> _Work task_: Copy out each line of the data that holds the word "below".

> _Information shown_:

○ ○ ○ ○

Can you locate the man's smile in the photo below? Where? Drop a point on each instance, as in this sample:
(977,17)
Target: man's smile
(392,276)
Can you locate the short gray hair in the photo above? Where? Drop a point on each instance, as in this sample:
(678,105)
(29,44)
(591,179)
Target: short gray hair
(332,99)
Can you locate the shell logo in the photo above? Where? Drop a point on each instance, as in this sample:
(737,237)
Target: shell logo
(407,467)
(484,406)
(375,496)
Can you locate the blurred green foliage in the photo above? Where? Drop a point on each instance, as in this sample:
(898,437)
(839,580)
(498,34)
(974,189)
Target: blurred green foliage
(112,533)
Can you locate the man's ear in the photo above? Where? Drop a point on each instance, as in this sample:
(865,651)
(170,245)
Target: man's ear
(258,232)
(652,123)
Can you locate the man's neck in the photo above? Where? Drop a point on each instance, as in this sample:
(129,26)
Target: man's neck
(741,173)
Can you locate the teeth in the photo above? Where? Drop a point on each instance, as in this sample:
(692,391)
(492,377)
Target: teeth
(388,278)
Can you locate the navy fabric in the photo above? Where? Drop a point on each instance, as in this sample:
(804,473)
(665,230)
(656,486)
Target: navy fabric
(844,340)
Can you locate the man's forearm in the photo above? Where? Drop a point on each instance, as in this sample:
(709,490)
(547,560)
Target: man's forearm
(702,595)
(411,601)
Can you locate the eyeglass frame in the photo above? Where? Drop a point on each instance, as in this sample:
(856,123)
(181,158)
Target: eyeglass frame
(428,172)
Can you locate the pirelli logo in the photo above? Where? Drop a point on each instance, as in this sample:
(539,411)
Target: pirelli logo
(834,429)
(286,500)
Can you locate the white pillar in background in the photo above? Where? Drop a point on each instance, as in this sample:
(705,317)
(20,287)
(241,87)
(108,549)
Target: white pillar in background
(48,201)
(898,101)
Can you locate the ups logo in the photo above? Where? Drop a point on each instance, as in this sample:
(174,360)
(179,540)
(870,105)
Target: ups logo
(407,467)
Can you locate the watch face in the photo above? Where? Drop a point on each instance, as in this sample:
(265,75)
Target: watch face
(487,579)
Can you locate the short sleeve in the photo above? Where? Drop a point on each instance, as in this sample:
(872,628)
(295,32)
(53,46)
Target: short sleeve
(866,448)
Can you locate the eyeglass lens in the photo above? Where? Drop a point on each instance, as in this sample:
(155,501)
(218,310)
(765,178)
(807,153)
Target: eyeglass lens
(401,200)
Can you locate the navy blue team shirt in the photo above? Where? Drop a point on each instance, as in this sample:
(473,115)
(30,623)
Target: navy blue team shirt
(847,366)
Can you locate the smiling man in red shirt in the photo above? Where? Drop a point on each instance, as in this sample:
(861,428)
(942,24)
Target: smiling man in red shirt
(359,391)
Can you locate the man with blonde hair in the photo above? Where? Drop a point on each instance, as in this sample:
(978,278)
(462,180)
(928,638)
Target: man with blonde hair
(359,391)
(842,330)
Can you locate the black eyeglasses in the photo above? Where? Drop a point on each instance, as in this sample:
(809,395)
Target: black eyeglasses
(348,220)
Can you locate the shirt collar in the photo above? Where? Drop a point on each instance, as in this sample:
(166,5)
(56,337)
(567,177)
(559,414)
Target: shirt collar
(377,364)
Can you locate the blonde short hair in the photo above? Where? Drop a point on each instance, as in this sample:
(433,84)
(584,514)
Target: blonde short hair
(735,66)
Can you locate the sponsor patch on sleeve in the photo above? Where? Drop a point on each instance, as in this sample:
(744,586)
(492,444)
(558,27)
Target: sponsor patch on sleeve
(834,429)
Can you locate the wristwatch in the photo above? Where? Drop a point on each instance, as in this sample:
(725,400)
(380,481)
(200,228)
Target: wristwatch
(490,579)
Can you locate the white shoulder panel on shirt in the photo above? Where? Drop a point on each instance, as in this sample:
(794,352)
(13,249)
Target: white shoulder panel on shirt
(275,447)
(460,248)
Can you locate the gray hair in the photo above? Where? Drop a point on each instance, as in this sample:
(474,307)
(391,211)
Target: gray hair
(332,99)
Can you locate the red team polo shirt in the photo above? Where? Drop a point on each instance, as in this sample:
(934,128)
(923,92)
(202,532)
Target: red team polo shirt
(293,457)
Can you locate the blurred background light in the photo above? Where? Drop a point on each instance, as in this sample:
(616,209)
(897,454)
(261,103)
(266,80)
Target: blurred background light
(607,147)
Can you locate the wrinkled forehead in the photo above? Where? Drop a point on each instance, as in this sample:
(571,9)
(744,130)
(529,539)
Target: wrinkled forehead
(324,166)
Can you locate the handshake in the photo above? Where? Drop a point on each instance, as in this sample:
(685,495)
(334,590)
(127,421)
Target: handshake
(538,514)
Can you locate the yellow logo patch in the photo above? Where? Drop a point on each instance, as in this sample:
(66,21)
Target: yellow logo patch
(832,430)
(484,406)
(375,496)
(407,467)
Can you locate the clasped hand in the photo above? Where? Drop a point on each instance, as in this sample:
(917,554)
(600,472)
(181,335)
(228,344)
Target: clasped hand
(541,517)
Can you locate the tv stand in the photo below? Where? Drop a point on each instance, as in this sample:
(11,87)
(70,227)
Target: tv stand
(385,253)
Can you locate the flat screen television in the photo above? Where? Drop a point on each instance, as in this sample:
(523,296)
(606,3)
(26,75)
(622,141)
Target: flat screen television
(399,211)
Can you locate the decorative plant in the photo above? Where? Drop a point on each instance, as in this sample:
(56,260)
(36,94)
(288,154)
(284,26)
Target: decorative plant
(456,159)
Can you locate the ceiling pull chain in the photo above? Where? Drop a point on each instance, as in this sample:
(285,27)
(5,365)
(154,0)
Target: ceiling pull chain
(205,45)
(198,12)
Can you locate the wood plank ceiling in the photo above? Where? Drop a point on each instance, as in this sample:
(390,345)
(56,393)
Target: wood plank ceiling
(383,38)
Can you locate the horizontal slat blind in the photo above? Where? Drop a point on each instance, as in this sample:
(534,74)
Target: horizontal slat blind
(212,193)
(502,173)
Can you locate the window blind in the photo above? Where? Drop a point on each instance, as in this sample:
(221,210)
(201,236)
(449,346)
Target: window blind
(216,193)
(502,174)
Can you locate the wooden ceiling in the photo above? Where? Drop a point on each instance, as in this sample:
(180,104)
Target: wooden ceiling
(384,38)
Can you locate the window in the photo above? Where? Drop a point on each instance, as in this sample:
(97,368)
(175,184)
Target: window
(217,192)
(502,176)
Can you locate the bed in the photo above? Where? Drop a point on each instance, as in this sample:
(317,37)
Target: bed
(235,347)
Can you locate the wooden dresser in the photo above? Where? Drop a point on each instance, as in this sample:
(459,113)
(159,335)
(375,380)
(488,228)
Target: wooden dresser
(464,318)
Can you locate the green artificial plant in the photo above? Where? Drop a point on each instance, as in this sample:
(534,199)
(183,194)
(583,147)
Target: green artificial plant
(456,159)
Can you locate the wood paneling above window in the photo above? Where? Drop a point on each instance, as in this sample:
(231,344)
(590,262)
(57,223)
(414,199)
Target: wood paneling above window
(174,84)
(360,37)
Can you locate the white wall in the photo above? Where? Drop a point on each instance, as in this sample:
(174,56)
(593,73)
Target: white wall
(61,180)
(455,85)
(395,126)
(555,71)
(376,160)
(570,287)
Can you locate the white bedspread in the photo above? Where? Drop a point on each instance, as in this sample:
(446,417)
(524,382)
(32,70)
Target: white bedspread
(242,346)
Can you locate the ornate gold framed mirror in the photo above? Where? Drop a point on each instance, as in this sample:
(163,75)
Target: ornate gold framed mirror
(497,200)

○ ○ ○ ○

> _Exercise solution_:
Can you locate the man's smile in the photo below? Where? Drop a point on each instance, as in this sample:
Can you locate the tv stand in the photo below? Where? Drop a point on each instance, as in this sample:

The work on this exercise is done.